[The problem] Find out how many lines of the listing below include "house" and report only that number.

[Entries shown]

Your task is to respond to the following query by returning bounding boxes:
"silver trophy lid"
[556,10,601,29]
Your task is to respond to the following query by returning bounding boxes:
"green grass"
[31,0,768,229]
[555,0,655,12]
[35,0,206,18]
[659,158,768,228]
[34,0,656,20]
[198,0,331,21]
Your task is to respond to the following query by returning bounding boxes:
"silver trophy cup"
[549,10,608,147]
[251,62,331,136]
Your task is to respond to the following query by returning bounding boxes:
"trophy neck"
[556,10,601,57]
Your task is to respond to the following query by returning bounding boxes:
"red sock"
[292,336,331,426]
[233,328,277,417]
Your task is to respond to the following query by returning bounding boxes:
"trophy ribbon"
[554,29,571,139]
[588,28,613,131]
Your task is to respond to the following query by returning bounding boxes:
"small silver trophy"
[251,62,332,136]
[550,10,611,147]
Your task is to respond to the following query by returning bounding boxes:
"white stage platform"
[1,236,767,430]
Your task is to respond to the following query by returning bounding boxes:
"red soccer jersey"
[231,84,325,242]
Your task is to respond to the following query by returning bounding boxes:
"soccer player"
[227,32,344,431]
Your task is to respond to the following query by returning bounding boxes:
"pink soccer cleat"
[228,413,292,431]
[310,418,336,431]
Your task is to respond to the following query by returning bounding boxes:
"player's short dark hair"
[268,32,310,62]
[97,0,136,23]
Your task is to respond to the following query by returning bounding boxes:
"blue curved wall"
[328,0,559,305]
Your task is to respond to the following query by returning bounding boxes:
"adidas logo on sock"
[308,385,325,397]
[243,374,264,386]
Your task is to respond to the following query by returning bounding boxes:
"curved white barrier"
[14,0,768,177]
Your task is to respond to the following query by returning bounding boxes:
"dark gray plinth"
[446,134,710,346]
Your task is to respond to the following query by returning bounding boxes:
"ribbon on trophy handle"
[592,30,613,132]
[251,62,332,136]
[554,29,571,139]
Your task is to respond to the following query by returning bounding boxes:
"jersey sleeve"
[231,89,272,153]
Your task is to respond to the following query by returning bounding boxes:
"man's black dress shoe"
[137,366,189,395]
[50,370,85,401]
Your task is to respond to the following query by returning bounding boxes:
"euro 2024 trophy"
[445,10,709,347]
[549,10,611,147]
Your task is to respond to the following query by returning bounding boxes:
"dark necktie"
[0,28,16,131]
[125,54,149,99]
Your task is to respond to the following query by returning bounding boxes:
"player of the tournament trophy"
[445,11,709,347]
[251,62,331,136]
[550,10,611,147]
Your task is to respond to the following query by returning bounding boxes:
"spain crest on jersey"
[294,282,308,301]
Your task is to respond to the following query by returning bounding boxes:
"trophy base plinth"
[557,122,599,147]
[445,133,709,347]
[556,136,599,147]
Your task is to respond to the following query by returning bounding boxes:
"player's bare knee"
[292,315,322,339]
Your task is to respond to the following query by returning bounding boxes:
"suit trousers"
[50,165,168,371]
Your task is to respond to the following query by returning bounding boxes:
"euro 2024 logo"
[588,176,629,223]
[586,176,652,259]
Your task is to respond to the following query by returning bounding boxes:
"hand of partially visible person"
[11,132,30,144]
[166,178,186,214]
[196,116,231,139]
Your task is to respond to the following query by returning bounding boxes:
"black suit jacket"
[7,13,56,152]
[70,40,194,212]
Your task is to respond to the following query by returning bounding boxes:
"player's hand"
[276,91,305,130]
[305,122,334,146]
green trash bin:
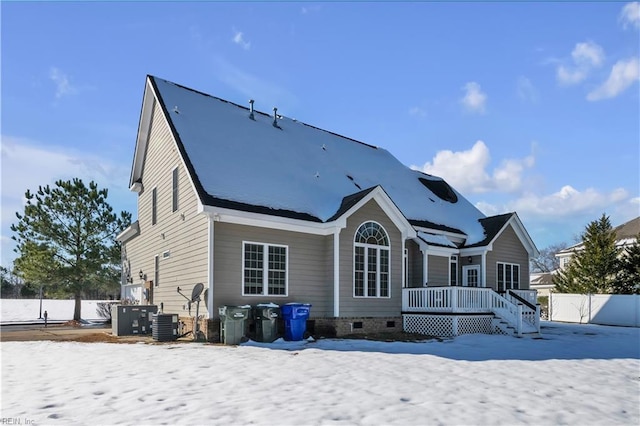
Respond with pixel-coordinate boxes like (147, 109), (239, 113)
(219, 305), (251, 345)
(253, 303), (280, 343)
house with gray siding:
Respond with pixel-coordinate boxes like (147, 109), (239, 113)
(117, 75), (540, 340)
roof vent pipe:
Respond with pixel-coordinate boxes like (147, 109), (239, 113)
(249, 99), (255, 120)
(272, 107), (279, 127)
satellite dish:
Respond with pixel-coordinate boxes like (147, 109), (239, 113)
(191, 283), (204, 302)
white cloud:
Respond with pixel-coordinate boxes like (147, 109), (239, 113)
(408, 106), (427, 117)
(232, 30), (251, 50)
(301, 5), (322, 14)
(571, 41), (605, 67)
(460, 82), (487, 114)
(619, 2), (640, 30)
(0, 136), (131, 266)
(476, 185), (629, 219)
(211, 56), (297, 112)
(411, 140), (534, 194)
(556, 41), (604, 86)
(587, 57), (640, 101)
(556, 66), (587, 86)
(516, 76), (538, 102)
(474, 187), (636, 248)
(49, 67), (77, 98)
(516, 186), (627, 216)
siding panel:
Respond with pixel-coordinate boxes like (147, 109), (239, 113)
(213, 222), (332, 317)
(486, 225), (530, 290)
(122, 102), (209, 316)
(339, 200), (403, 317)
(427, 255), (449, 286)
(407, 240), (423, 288)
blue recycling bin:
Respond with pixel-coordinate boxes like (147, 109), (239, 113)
(281, 303), (311, 341)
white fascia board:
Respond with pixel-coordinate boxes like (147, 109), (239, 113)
(507, 214), (540, 258)
(459, 247), (489, 257)
(130, 78), (156, 189)
(339, 186), (417, 239)
(413, 237), (458, 257)
(412, 225), (466, 242)
(135, 77), (206, 216)
(200, 205), (346, 236)
(116, 221), (140, 243)
(425, 245), (458, 257)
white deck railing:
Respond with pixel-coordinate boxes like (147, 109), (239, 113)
(402, 287), (540, 335)
(509, 289), (537, 305)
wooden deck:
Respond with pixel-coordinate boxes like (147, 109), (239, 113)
(402, 287), (540, 336)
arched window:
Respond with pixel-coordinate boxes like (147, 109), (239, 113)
(354, 221), (390, 298)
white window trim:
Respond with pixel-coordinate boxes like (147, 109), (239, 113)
(241, 241), (289, 297)
(449, 255), (458, 286)
(353, 221), (391, 299)
(462, 265), (481, 287)
(496, 262), (520, 291)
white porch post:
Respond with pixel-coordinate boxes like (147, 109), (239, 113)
(422, 251), (428, 286)
(207, 215), (215, 318)
(481, 252), (487, 288)
(333, 227), (341, 317)
(401, 232), (408, 288)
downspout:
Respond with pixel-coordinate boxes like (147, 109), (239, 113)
(207, 214), (215, 318)
(333, 227), (341, 317)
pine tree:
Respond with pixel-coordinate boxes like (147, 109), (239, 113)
(613, 235), (640, 294)
(11, 179), (131, 320)
(553, 214), (620, 294)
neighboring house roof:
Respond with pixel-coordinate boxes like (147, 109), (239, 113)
(613, 216), (640, 244)
(556, 216), (640, 257)
(530, 272), (554, 286)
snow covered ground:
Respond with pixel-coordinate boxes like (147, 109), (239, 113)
(1, 299), (108, 323)
(2, 322), (639, 425)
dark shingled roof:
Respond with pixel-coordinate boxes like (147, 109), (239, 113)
(463, 212), (515, 248)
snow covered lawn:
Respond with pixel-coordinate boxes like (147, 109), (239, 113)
(2, 322), (638, 425)
(1, 299), (108, 323)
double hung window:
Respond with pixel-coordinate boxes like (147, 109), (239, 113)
(243, 242), (288, 296)
(497, 262), (520, 291)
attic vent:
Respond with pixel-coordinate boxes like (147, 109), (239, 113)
(173, 106), (180, 114)
(322, 144), (327, 151)
(249, 99), (255, 120)
(418, 178), (458, 203)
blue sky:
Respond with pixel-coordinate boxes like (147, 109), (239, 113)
(1, 2), (639, 267)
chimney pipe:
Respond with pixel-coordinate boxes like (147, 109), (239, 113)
(272, 107), (279, 127)
(249, 99), (255, 120)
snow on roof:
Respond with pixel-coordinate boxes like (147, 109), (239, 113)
(417, 231), (457, 248)
(150, 77), (487, 243)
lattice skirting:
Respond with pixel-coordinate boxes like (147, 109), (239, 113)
(403, 314), (494, 337)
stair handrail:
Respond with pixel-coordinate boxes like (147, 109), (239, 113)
(507, 290), (541, 333)
(487, 290), (523, 336)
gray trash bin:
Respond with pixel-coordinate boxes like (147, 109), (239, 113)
(253, 303), (280, 343)
(219, 305), (251, 345)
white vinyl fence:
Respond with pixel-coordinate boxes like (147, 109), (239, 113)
(549, 293), (640, 327)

[Answer space] 2